> **WHAT YOU HAVE TO DO**
Retype nothing but the lines from the start of the material up to and including the line with "191L347 222L359 220L358". Pictures don't belong in the copy.

————

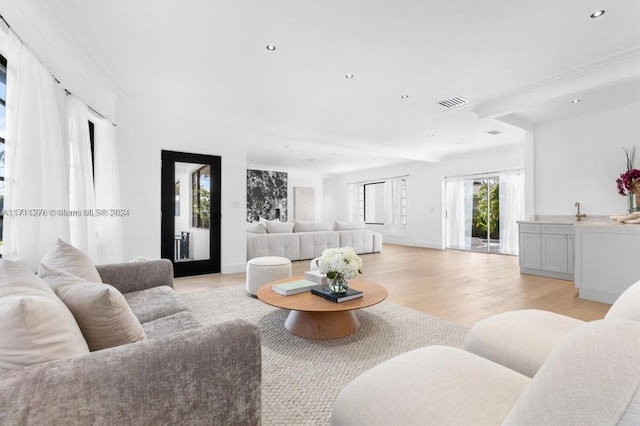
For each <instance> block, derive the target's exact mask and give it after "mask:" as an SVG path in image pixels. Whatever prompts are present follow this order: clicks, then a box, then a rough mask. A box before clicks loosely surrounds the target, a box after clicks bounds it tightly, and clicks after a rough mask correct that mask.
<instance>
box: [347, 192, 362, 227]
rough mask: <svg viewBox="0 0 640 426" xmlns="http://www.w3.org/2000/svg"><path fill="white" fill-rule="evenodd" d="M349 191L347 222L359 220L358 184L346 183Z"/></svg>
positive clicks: (347, 201)
mask: <svg viewBox="0 0 640 426" xmlns="http://www.w3.org/2000/svg"><path fill="white" fill-rule="evenodd" d="M347 191H348V192H349V196H348V200H347V209H349V212H348V213H349V222H360V185H359V184H356V183H349V184H347Z"/></svg>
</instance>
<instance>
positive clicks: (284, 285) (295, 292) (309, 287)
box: [271, 280, 320, 296]
mask: <svg viewBox="0 0 640 426" xmlns="http://www.w3.org/2000/svg"><path fill="white" fill-rule="evenodd" d="M315 287H320V285H319V284H317V283H314V282H312V281H307V280H300V281H291V282H288V283H281V284H273V285H272V286H271V290H272V291H275V292H276V293H278V294H281V295H283V296H291V295H292V294H298V293H304V292H305V291H309V290H311V289H313V288H315Z"/></svg>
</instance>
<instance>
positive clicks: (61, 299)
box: [42, 265, 146, 351]
mask: <svg viewBox="0 0 640 426" xmlns="http://www.w3.org/2000/svg"><path fill="white" fill-rule="evenodd" d="M42 271H43V279H44V280H45V281H47V283H48V284H49V285H50V286H51V287H52V288H53V289H54V291H55V292H56V294H57V295H58V297H59V298H60V299H61V300H62V301H63V302H64V304H65V305H67V307H68V308H69V310H70V311H71V313H73V316H74V317H75V319H76V321H77V322H78V325H79V326H80V330H81V331H82V334H83V335H84V338H85V339H86V340H87V344H88V345H89V349H90V350H91V351H98V350H100V349H107V348H112V347H115V346H120V345H125V344H127V343H133V342H137V341H139V340H142V339H144V338H145V337H146V335H145V332H144V329H143V328H142V325H141V324H140V321H138V318H136V316H135V315H134V313H133V311H132V310H131V308H130V307H129V305H128V304H127V302H126V300H125V298H124V296H123V295H122V293H120V292H119V291H118V290H117V289H116V288H115V287H113V286H111V285H109V284H104V283H92V282H87V281H85V280H84V279H82V278H81V277H78V276H76V275H72V274H69V273H67V272H64V271H56V270H54V269H51V268H48V267H46V266H44V265H43V266H42Z"/></svg>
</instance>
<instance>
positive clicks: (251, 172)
mask: <svg viewBox="0 0 640 426" xmlns="http://www.w3.org/2000/svg"><path fill="white" fill-rule="evenodd" d="M261 217H262V218H264V219H267V220H275V219H279V220H281V221H282V222H286V221H287V173H286V172H272V171H268V170H247V222H257V221H258V220H259V219H260V218H261Z"/></svg>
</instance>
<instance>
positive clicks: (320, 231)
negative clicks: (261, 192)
mask: <svg viewBox="0 0 640 426" xmlns="http://www.w3.org/2000/svg"><path fill="white" fill-rule="evenodd" d="M336 247H353V249H354V250H355V251H356V253H358V254H363V253H378V252H380V251H382V234H381V233H379V232H373V231H370V230H368V229H364V223H348V222H335V223H331V222H329V223H325V222H301V221H295V222H276V221H273V222H268V221H267V222H264V223H258V222H254V223H247V260H251V259H253V258H256V257H262V256H280V257H286V258H287V259H290V260H305V259H313V258H315V257H318V256H320V255H321V254H322V251H323V250H324V249H327V248H336Z"/></svg>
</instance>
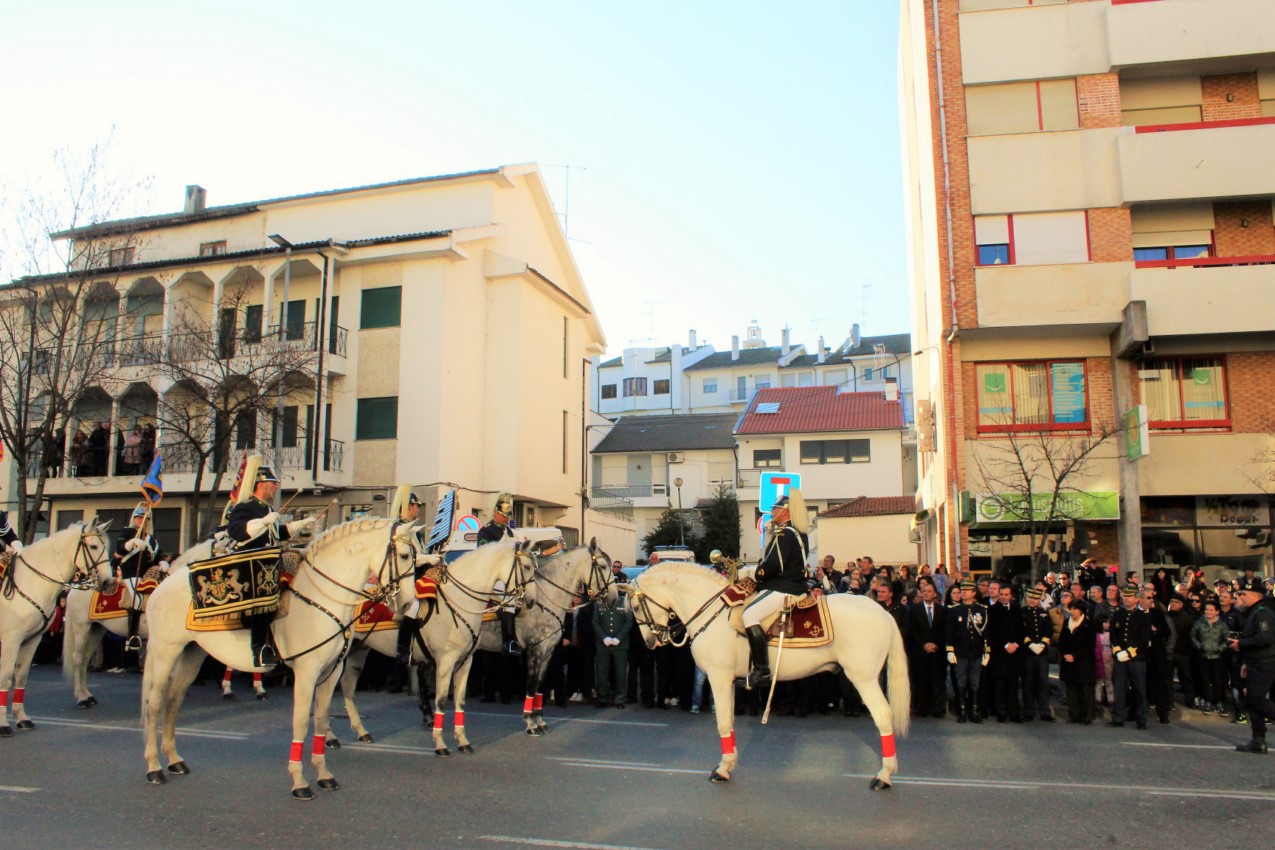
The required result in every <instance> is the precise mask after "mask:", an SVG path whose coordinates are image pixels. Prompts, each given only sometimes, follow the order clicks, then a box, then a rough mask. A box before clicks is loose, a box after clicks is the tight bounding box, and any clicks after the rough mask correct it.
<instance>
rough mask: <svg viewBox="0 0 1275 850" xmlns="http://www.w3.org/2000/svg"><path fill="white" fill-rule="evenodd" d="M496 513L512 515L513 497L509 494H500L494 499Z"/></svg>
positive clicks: (513, 512) (507, 514)
mask: <svg viewBox="0 0 1275 850" xmlns="http://www.w3.org/2000/svg"><path fill="white" fill-rule="evenodd" d="M496 512H497V514H504V515H505V516H513V515H514V497H513V496H510V494H509V493H501V494H500V496H497V497H496Z"/></svg>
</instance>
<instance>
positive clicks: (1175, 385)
mask: <svg viewBox="0 0 1275 850" xmlns="http://www.w3.org/2000/svg"><path fill="white" fill-rule="evenodd" d="M1137 380H1139V387H1140V390H1141V398H1142V403H1144V404H1145V405H1146V409H1148V418H1149V421H1150V424H1151V427H1153V428H1225V427H1229V426H1230V407H1229V404H1228V398H1227V363H1225V359H1223V358H1220V357H1162V358H1156V359H1151V361H1144V362H1142V363H1141V364H1140V366H1139V370H1137Z"/></svg>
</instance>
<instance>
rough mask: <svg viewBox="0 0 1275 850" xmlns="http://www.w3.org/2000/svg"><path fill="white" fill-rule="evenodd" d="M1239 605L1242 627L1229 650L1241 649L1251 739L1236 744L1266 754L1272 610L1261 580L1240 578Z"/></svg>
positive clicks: (1246, 748) (1272, 682)
mask: <svg viewBox="0 0 1275 850" xmlns="http://www.w3.org/2000/svg"><path fill="white" fill-rule="evenodd" d="M1239 607H1241V608H1244V609H1246V612H1247V613H1246V617H1244V628H1243V631H1242V632H1241V633H1239V637H1232V638H1230V640H1229V641H1228V642H1229V645H1230V649H1233V650H1235V651H1238V652H1241V654H1242V655H1243V660H1244V668H1246V672H1247V674H1248V675H1247V683H1248V724H1250V728H1251V729H1252V735H1253V737H1252V739H1251V740H1250V742H1248V743H1247V744H1239V746H1238V747H1235V749H1238V751H1239V752H1242V753H1255V754H1260V756H1265V754H1266V721H1267V720H1272V721H1275V701H1272V700H1271V696H1270V693H1271V684H1275V609H1272V608H1271V600H1270V599H1269V598H1267V596H1266V586H1265V585H1264V584H1262V580H1261V579H1255V577H1251V576H1246V577H1243V579H1241V581H1239Z"/></svg>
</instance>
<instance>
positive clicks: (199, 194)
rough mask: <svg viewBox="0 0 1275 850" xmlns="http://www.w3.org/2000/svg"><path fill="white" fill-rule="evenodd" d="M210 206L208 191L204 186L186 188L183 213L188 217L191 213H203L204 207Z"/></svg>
mask: <svg viewBox="0 0 1275 850" xmlns="http://www.w3.org/2000/svg"><path fill="white" fill-rule="evenodd" d="M207 204H208V190H207V189H204V187H203V186H186V204H185V206H184V208H182V212H184V213H186V215H190V214H191V213H203V212H204V206H207Z"/></svg>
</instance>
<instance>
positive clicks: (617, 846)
mask: <svg viewBox="0 0 1275 850" xmlns="http://www.w3.org/2000/svg"><path fill="white" fill-rule="evenodd" d="M478 840H479V841H499V842H500V844H521V845H532V846H534V847H579V849H580V850H654V847H637V846H634V845H629V844H586V842H583V841H557V840H555V839H523V837H518V836H513V835H479V836H478Z"/></svg>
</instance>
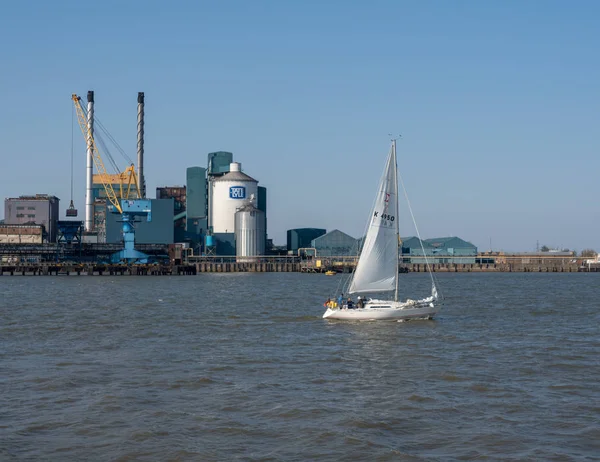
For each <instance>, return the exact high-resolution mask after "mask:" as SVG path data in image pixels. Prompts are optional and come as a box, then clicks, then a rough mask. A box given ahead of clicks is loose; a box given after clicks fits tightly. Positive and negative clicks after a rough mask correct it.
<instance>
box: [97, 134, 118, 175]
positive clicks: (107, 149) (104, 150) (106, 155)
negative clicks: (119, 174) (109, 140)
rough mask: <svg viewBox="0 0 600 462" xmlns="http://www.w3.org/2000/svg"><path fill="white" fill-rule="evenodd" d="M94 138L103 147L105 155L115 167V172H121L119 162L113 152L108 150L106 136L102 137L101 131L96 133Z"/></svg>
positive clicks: (106, 157)
mask: <svg viewBox="0 0 600 462" xmlns="http://www.w3.org/2000/svg"><path fill="white" fill-rule="evenodd" d="M94 139H95V141H96V142H97V143H98V144H99V145H100V146H101V147H102V152H103V154H104V155H105V157H106V158H107V159H108V160H109V162H110V164H111V165H112V167H113V168H114V170H115V173H120V172H119V166H118V165H117V163H116V162H115V159H114V158H113V156H112V154H111V153H110V151H109V150H108V146H106V143H105V142H104V138H103V137H102V135H101V134H100V133H96V134H95V135H94Z"/></svg>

————

> **EXERCISE SOLUTION**
For each <instance> block, derive the target's exact mask and give it after "mask:" as an SVG path in image pixels. Whatever prompts are present follow this order: clicks, then a box, then a rough mask. A box before clicks loosely surrounds the target, a box after clicks bounds it tightly, and clicks after a rough mask correct that mask.
<instance>
box: [347, 192, 362, 227]
rough mask: <svg viewBox="0 0 640 426" xmlns="http://www.w3.org/2000/svg"><path fill="white" fill-rule="evenodd" d="M349 191L347 222L359 220L358 184L346 183Z"/></svg>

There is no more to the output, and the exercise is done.